Activity:
Revise the reflection on a mother's unanswered messages from "The Calls I" to "when you’re free.", changing "WhatsApp" to "Telegram".

The Calls I Didn’t Take: A Houston Son Reflects on Love, Loss, And Missed Conversations
The author with his mother
By Prateek Mathur
There are some messages we scroll past without realizing they will one day become the heaviest things we carry.
For nearly a year, my mother ended her WhatsApp messages with the same line: “Jab free ho to phone karna.” Call when you’re free.
At the time, it sounded ordinary — the kind of sentence parents repeat every day. But after losing my mother, Kalpna, nearly two months ago, those words returned with unbearable weight.
I recently charged my late mother’s phone and discovered hundreds of messages she had sent over the years — small check-ins, forwarded videos, missed calls, reminders, and simple requests to speak for a few minutes. The messages carried no urgency, no demands, no agenda. Yet together, they revealed something I had not fully understood while she was alive: they were quiet attempts to stay connected to the son she missed every day.

Supplied data:
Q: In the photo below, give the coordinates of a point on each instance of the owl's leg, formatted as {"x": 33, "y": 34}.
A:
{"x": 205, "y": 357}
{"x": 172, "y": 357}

Answer for the task:
The Calls I Didn’t Take: A Houston Son Reflects on Love, Loss, And Missed Conversations
The author with his mother
By Prateek Mathur
There are some messages we scroll past without realizing they will one day become the heaviest things we carry.
For nearly a year, my mother ended her Telegram messages with the same line: “Jab free ho to phone karna.” Call when you’re free.